## [TEXT SEGMENT]
Agents rarely fail because they forgot everything. They fail because they remembered an old fact and treated it as current state.

Imagine a long-running assistant serving a user named Mira. In one episode, Mira says her passport deadline is July 15. Later, she corrects it to June 30. A vector hit can find the old note. It cannot know, by itself, which deadline is current. That is the difference between recall and memory.

TL;DR: Treat durable agent memory as typed application state. Extract memory candidates through a structured-output boundary, store records with tenant scope, validity windows, supersession, provenance, and schema versioning, then retrieve the smallest current slice on the read path. Vector search can stay in the system. It should not be the authority for mutable facts.

The context-window trap

The context window is a working set. It is not durable memory, and it is not a database.

Long-running agents need to remember preferences, task status, customer facts, tool decisions, compliance notes, and prior mistakes. The easy version is to append summaries or dump old notes into a vector store. That works until one of the remembered facts changes.

Now the agent has two passport deadlines, two preferred formats, or two project decisions. Semantic search may retrieve both. A summary may overwrite one. A long context may include the stale one next to the active one. None of those behaviors gives you a memory contract.

The contract has to answer concrete questions:

  • What is true now?
  • What was true on June 2?
  • Who said it?
  • Which tenant does it belong to?
  • Which older fact did this fact replace?
  • Can I delete or expire it?

That is where Schema-Guided Agent Memory (SGAM) starts.

What SGAM means

The name needs a short cleanup before the architecture makes sense.

Schema-Guided Dialogue (SGD) is the 2019 Google task-oriented dialogue dataset. Its schema describes service APIs, intents, and slots so a dialogue model can track state for services it has not seen before. Useful precedent, different layer.

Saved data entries
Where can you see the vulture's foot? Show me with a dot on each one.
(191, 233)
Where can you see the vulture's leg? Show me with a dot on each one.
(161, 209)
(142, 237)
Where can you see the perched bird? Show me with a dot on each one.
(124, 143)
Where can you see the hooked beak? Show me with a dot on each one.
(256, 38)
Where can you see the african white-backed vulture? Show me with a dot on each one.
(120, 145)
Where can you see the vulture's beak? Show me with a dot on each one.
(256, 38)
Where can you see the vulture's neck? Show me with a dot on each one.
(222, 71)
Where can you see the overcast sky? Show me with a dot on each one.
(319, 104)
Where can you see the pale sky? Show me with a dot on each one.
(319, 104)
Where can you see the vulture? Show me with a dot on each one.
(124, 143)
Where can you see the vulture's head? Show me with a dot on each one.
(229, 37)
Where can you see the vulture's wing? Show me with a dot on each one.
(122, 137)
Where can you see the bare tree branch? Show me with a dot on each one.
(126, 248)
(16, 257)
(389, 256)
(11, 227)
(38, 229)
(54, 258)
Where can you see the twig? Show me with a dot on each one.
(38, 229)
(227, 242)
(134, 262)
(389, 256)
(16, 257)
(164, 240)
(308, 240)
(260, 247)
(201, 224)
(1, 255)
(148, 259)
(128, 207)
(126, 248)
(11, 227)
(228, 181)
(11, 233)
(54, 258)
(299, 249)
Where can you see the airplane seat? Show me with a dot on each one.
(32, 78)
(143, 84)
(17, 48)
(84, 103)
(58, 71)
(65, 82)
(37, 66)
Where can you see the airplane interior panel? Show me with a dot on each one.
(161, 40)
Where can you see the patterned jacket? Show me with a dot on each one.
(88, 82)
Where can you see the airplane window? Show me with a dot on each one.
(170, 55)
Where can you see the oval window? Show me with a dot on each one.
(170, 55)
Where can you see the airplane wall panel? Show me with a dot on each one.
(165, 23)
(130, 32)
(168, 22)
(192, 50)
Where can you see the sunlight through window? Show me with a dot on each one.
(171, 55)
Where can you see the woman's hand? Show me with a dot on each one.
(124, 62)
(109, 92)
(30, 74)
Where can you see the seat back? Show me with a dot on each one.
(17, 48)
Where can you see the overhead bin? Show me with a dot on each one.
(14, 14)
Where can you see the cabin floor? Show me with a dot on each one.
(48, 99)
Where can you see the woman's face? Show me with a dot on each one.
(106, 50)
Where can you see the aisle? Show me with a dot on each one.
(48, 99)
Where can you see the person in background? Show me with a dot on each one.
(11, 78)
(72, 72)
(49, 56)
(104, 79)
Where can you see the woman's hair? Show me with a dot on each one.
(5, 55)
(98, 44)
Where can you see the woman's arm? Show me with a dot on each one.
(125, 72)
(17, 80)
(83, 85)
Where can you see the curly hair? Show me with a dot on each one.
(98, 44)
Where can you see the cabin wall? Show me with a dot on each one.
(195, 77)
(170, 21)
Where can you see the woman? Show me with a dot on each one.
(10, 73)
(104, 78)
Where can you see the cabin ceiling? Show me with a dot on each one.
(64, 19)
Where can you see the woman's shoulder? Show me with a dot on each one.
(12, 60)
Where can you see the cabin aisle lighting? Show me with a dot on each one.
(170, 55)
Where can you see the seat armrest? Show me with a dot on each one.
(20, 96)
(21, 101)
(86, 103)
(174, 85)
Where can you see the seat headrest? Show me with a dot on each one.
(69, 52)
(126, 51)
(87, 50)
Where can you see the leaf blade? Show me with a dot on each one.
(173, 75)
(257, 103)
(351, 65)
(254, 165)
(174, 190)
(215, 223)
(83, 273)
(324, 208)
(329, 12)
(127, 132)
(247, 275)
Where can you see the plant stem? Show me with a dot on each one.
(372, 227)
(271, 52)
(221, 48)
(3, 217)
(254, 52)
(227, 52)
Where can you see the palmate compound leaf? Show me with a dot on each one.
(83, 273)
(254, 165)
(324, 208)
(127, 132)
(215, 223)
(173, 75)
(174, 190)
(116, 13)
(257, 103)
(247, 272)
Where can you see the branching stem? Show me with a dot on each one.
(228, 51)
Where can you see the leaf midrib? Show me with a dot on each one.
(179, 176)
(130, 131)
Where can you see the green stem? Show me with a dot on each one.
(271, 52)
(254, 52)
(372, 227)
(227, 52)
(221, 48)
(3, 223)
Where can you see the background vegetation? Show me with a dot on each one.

## [OBJECTIVE 1]
Answer these questions from the text on agent memory:
(a) To what date does Mira correct her passport deadline?
(b) In what year did the Schema-Guided Dialogue dataset appear?
(c) What does the text call the context window instead of durable memory?
## [OBJECTIVE 2]
Pull out every line of the rows that contains the string "stem". Case counts.
The text on agent memory and the rows are unrelated material.

## [OUTPUT 1]
(a) June 30
(b) 2019
(c) A working set

## [OUTPUT 2]
Where can you see the plant stem? Show me with a dot on each one.
Where can you see the branching stem? Show me with a dot on each one.
Where can you see the green stem? Show me with a dot on each one.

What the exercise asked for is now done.